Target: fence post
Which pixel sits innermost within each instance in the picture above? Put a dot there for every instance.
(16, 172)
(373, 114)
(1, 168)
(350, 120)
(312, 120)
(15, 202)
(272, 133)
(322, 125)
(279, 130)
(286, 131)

_____

YOUR GOAL: Every entry should be reproduced exactly, with no part omitted.

EXERCISE RESULT:
Target: fence post
Which pixel sits innermost within each instance in the picture above? Put a dot there for every instance.
(16, 172)
(373, 114)
(1, 168)
(350, 120)
(312, 120)
(15, 202)
(272, 133)
(322, 125)
(279, 130)
(286, 131)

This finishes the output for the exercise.